QUOTED PASSAGE:
________

# 9.2 lb Flounder



## Alco (Sep 3, 2008)

9.2 Flounder caught on 11-26-08 using atrificials. I weighted the fish an hour and half after I caught it. Picture taken with my cell so it's not the best.


----------



## FishinGrl (May 2, 2008)

awww PETE! Billy told me about this! i was like DANNNGGGGG!!!!!!! Congrats!!!!! 

oh and im supposed to put that bow in your hands!!!!! lol


----------



## jmack (Dec 7, 2006)

Man what a hog!! Congrats man !!!


----------



## Cru (May 24, 2004)

Awesome fish. I would have it mounted in a heartbeat.


----------



## Alex258 (May 27, 2006)

**** thats awesome. I second mounting that thing


----------



## Pope (Jun 20, 2004)

I say eat it!


----------



## flatsfats (May 21, 2004)

a line caught 9lb flounder would find a place on the wall somewhere in mi casa. 

Heck of a flatty!! Congratulations!


----------



## sea sick (Feb 9, 2006)

*nice doormat*

Thats a pig man.That must of been what you were fryin up in the back yard the other day.


----------



## KEN KERLEY (Nov 13, 2006)

That's enough fish for a couple of folks. What a rush you must have had. Thanks for sharing.


----------



## oceankayaker84 (Dec 16, 2007)

*Great Catch!*

Now there's a saddle blanket! Did you take a measurement of her?

Good job.


----------



## 100% Texan (Jan 30, 2005)

Awesome fish I would get it put on the wall fish of a lifetime there .Congratulations


----------



## fishin shallow (Jul 31, 2005)

Wow, a wall hanger without a doubt


----------



## KrazyFish (Feb 25, 2008)

All I can say is WOOOOOOOOOOOOOOOOOOOOOOOW !!!!!!!
Congrats,
BTW, I am familiar with that place, where is that? (background)


----------



## HonkyFin (May 28, 2004)

Thats a Saddle blanket for sure.
Maybe this will get that contest going that you were talking about.
Congrats.


----------



## MsAddicted (Jan 25, 2005)

Dude! Wow, thats awesome and a wall hanger for sure!


----------



## Captain Dave (Jul 19, 2006)

Congrats ! What bay system ? I am on a quest looking for her mama...



Alco said:


> 9.2 Flounder caught on 11-26-08 using atrificials. I weighted the fish an hour and half after I caught it. Picture taken with my cell so it's not the best.


----------



## phishyfotos (May 6, 2008)

Is that UTMB in the back ground?


----------



## Red Tuna (May 19, 2007)

Nice fish!


----------



## Captain Dave (Jul 19, 2006)

WOW... Maybe just a pic spot..



phishyfotos said:


> Is that UTMB in the back ground?


----------



## capt mullet (Nov 15, 2008)

No doubt that you should mount it!!! That is a once in a lifetime fish there! Awesome!


----------



## kayak07 (Nov 5, 2008)

what a stunner cracking fish mate well done


----------



## poc-ed (Oct 15, 2007)

wow that is awesome, yeah, i would have it mounted. get the measurements and good closeup pics and then eat it. and you still have the replica which imo will last longer than skin mount.

poc-ed


----------



## Alco (Sep 3, 2008)

________

DATA BLOCK:

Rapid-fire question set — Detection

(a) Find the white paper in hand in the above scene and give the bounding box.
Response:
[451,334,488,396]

________

Summarize the flounder thread above in two sentences.

ANSWER FOR THE TASK: A poster reports catching a 9.2 lb flounder on artificials on 11-26-08, weighing it an hour and a half after the catch, and says the cell phone picture is not the best. Replies congratulate the catch, with many urging that it be mounted and one saying to eat it, while others ask about its measurement, the bay system, and whether UTMB is in the background.